-- Material shown follows --

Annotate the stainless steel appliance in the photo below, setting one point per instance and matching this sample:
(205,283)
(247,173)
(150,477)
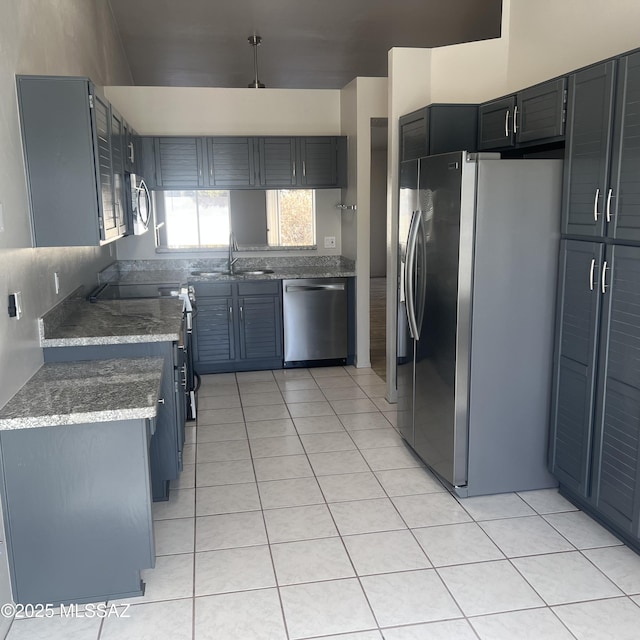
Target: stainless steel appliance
(130,291)
(478,259)
(315,321)
(139,202)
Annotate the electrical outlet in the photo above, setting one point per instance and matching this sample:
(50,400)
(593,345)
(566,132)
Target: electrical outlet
(15,305)
(329,242)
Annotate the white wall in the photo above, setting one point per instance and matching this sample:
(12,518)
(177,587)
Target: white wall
(57,37)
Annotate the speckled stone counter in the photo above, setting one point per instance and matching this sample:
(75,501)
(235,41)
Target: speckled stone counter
(86,392)
(80,323)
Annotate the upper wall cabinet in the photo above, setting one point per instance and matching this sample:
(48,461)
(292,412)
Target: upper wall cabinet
(602,165)
(536,114)
(73,147)
(235,162)
(438,128)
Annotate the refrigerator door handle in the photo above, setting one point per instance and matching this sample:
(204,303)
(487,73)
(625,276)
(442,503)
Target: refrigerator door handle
(409,273)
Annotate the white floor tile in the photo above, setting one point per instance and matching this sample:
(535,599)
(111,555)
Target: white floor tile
(181,504)
(531,624)
(299,523)
(525,536)
(618,619)
(619,564)
(271,428)
(337,462)
(357,421)
(504,505)
(56,628)
(385,552)
(581,530)
(223,451)
(240,569)
(352,486)
(209,474)
(399,457)
(580,579)
(296,492)
(324,442)
(457,544)
(171,620)
(409,598)
(447,630)
(325,608)
(273,447)
(174,536)
(230,530)
(406,482)
(227,499)
(547,501)
(318,424)
(282,468)
(311,561)
(251,614)
(430,509)
(489,587)
(366,516)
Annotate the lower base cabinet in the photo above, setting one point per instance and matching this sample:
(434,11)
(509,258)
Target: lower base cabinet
(595,438)
(77,510)
(238,326)
(168,440)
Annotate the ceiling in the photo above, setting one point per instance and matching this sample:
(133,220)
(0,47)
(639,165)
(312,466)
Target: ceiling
(306,44)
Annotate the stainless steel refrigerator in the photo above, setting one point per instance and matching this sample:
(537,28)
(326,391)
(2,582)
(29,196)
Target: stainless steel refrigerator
(477,273)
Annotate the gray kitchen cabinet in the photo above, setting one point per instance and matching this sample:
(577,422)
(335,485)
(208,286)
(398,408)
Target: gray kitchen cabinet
(535,114)
(595,437)
(438,128)
(77,510)
(167,443)
(72,143)
(238,326)
(602,170)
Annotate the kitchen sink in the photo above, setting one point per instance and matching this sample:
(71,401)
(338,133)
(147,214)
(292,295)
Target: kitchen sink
(235,272)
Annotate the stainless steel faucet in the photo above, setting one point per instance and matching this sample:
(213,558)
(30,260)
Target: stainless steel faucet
(233,246)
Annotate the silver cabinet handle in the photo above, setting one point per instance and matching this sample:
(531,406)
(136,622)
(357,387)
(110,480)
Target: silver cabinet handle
(595,205)
(604,277)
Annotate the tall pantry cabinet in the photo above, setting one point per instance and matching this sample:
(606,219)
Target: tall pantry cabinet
(595,439)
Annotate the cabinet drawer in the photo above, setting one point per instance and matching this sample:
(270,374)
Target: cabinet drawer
(259,287)
(205,289)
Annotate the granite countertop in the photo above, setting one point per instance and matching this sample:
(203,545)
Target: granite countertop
(83,323)
(80,392)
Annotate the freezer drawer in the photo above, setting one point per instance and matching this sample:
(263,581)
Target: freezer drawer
(315,319)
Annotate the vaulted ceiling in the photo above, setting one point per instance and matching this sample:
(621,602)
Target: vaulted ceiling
(306,44)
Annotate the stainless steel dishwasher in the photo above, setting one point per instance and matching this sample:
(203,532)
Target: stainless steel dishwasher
(315,320)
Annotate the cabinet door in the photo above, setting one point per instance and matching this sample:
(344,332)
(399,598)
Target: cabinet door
(109,227)
(540,111)
(231,162)
(118,161)
(414,128)
(589,117)
(318,164)
(213,333)
(179,163)
(260,327)
(495,124)
(622,207)
(574,376)
(277,158)
(617,473)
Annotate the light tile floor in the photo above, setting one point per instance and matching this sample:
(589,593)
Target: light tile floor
(301,514)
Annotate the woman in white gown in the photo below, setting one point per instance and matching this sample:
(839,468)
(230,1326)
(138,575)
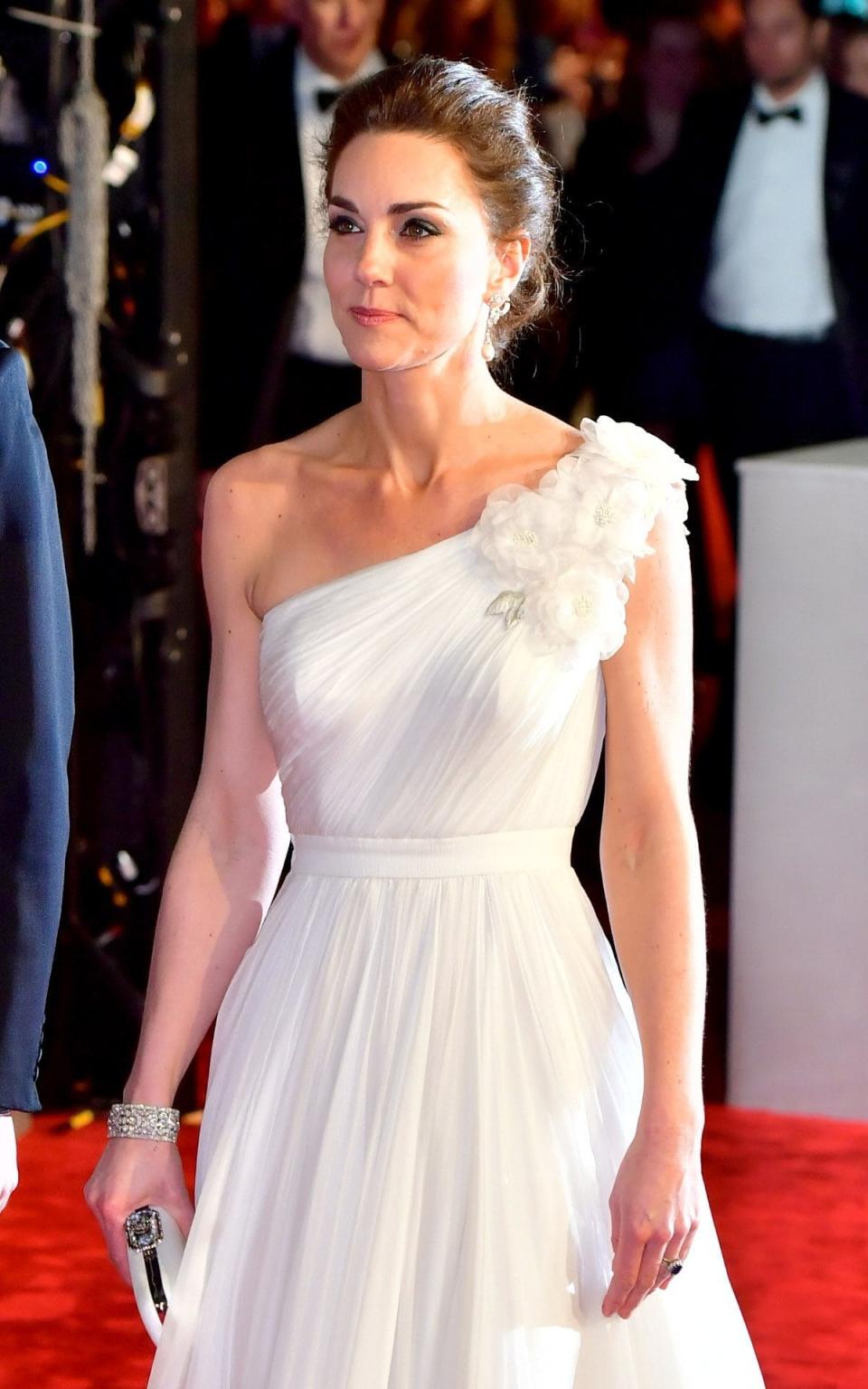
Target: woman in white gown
(443,1145)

-- Material shown concluded --

◆ **Instructions to follow**
Could you restate every record above word for word, leaving the pictures out?

◆ **Solution to this exercise**
Annotate the stainless steel appliance in the photo below, setting one point per instance and matching this sample:
(205,283)
(247,173)
(150,477)
Target: stainless steel appliance
(130,291)
(478,259)
(315,321)
(139,202)
Annotate the electrical outlet in the photo above, setting one point per instance and matching this sample:
(50,400)
(593,345)
(566,132)
Target: electrical outlet
(15,305)
(329,242)
Annotate the white wall in the photo above, setting one point per instance and matching this sample:
(12,518)
(177,587)
Target: white wall
(57,37)
Annotate the speckled stone counter in the photo above, setting one point per instance and matching this sample:
(75,501)
(235,41)
Target: speckled stone counter
(86,392)
(80,323)
Annotate the upper wall cabinet in the photo above, setting one point per instance and matching this sample:
(48,461)
(292,412)
Target: upper wall cabinet
(602,165)
(536,114)
(73,147)
(235,162)
(438,128)
Annotate the refrigerator door handle in the photo above, setting one point per instance and matching this sample:
(204,303)
(487,73)
(625,276)
(442,503)
Target: refrigerator door handle
(409,273)
Annotate the white floor tile in the photo above, setting one point per instance and matching this sample:
(535,599)
(111,555)
Target: white floor tile
(181,504)
(531,624)
(299,523)
(525,536)
(618,619)
(619,564)
(271,428)
(337,462)
(357,421)
(504,505)
(56,628)
(385,552)
(581,530)
(223,451)
(240,569)
(352,486)
(209,474)
(399,457)
(580,579)
(296,492)
(324,442)
(457,544)
(171,620)
(409,598)
(447,630)
(325,608)
(273,447)
(174,536)
(230,530)
(406,482)
(227,499)
(547,501)
(318,424)
(282,468)
(311,561)
(251,614)
(430,509)
(489,587)
(366,516)
Annotate the lower base cabinet in the photo above, setting one point per instance and matching this sample:
(434,11)
(509,258)
Target: lower base cabinet
(595,438)
(77,510)
(238,326)
(168,440)
Annotate the ceiling in the photo above, setting one point per instance and matching this sample:
(133,220)
(0,47)
(639,165)
(312,466)
Target: ceiling
(306,44)
Annotate the stainless steel refrigerator in the photo above, setting one point per instance and matching this sample:
(537,28)
(326,391)
(2,582)
(29,196)
Target: stainless steel refrigerator
(477,273)
Annotate the gray kitchen cabinet in the photo above, setting one point per instance and matching this sample:
(577,422)
(335,485)
(208,286)
(398,408)
Target: gray kitchen cabinet
(535,114)
(595,437)
(438,128)
(77,510)
(167,443)
(72,143)
(238,326)
(602,170)
Annotate the kitchen sink in the photo above, setting one point per instance and matching this sample:
(71,401)
(338,133)
(147,214)
(292,295)
Target: kitchen sink
(235,272)
Annotate the stainless steel faucet in the photo above, setting one point per instance and matching this sample:
(213,558)
(30,260)
Target: stainless steel faucet
(233,246)
Annotate the silver cabinet handle in the photo above, setting one point per instance and matching this sample:
(531,406)
(136,622)
(357,387)
(110,480)
Target: silver cabinet handle
(595,205)
(604,277)
Annotate the tall pantry cabinet in the photo above, setting one point per instance and matching this sample:
(606,219)
Target: tall pantry cabinet
(595,439)
Annotate the cabinet drawer in the photo above, setting one point per instance and matching this sample:
(270,374)
Target: cabinet drawer
(259,287)
(205,289)
Annotate the granite countertop in the photo above, setting one point per instance and matching this sample:
(203,545)
Target: granite countertop
(83,323)
(80,392)
Annotate the freezer drawer in the photo above, setting one point per instance and matching this sample:
(263,581)
Target: freezer drawer
(315,319)
Annotate the vaulted ceiling in the photo above, setting one point per instance and matching this sample:
(621,602)
Target: vaulted ceiling
(306,44)
Annotate the stainless steel dishwasher in the photo above, setting one point per instance and matching this sample:
(203,532)
Target: stainless steel dishwasher
(315,320)
Annotate the cabinet door in the photo above, setting one point per instance and matching this sample:
(344,332)
(399,598)
Target: cabinet door
(109,227)
(540,111)
(231,162)
(118,161)
(414,128)
(589,117)
(318,164)
(213,333)
(179,163)
(260,327)
(495,124)
(622,207)
(574,376)
(277,158)
(617,473)
Annotate the light tile floor in the photo above, setting one point per instance and matching this sample:
(589,593)
Target: light tile floor
(301,514)
Annotate the woman in white gown in the photo below, setting one point per instance and matching this sample:
(839,468)
(230,1326)
(138,575)
Target: woman in white gown
(443,1145)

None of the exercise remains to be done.